• **Work order**
Would you return the lines from the one that contains "Put a dot on each instance of the tree branch" to the last line of the entries below, exactly and with nothing added?

==== Extracted records ====

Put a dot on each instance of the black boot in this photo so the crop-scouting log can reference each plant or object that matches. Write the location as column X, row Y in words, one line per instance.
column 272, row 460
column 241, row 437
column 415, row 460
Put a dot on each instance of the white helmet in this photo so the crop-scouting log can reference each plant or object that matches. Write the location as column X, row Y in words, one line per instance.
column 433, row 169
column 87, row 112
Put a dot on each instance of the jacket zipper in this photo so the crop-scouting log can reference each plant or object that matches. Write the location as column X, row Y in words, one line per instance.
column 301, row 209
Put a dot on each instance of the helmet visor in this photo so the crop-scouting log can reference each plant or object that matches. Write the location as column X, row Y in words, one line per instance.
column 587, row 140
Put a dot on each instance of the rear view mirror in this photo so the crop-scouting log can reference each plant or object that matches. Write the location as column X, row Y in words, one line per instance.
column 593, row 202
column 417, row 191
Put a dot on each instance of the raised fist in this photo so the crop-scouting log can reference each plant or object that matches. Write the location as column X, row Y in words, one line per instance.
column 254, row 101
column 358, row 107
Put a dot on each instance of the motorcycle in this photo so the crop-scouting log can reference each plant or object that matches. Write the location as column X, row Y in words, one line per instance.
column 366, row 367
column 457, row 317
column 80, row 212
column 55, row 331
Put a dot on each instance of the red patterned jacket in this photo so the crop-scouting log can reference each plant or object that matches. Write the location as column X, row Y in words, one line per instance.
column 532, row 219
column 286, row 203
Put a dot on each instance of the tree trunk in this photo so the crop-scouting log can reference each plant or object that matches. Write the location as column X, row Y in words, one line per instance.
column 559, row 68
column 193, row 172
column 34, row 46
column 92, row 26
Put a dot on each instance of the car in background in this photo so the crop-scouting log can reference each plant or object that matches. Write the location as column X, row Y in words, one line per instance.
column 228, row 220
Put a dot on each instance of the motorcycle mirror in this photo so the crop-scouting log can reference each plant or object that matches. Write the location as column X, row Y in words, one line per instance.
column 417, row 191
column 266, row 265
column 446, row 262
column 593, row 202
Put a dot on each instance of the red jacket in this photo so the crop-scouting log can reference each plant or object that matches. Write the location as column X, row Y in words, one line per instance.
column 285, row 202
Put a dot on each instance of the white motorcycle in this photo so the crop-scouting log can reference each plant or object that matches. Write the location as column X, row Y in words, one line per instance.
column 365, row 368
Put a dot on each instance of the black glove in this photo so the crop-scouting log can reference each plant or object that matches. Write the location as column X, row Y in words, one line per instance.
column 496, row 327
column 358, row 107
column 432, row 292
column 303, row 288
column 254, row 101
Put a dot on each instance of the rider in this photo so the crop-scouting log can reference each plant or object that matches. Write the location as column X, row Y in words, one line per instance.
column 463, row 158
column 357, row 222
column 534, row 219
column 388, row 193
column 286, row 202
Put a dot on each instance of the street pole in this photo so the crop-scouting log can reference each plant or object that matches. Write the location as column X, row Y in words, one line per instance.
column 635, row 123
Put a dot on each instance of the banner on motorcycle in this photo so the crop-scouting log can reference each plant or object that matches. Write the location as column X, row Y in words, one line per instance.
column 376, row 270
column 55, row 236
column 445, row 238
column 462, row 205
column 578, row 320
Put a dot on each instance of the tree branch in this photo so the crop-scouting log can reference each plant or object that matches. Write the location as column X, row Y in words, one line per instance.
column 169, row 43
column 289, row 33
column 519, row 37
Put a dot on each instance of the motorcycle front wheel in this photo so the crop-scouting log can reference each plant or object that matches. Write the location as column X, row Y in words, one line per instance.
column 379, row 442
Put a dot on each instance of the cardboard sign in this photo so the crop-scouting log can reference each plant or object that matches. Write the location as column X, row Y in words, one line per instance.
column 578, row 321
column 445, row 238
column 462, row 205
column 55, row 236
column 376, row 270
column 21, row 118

====

• **Solution to this problem**
Put a dot on each instance of the tree branch in this photo so the crop-scouting log can reference each plant or object that matches. Write the location as column X, row Y in words, one line per instance.
column 169, row 43
column 289, row 33
column 519, row 37
Put a dot on each instance of the motorcycle front wheel in this photo so the crop-scouting log can reference each plant or object that matches. Write the location as column X, row Y in words, one line per instance.
column 379, row 442
Put a dot on each instance of the cardboard sign in this photo so the crop-scouting log can reference each plant or object that matches. Write the location as column X, row Y in words, one line per instance.
column 578, row 321
column 445, row 238
column 462, row 205
column 55, row 236
column 376, row 270
column 21, row 118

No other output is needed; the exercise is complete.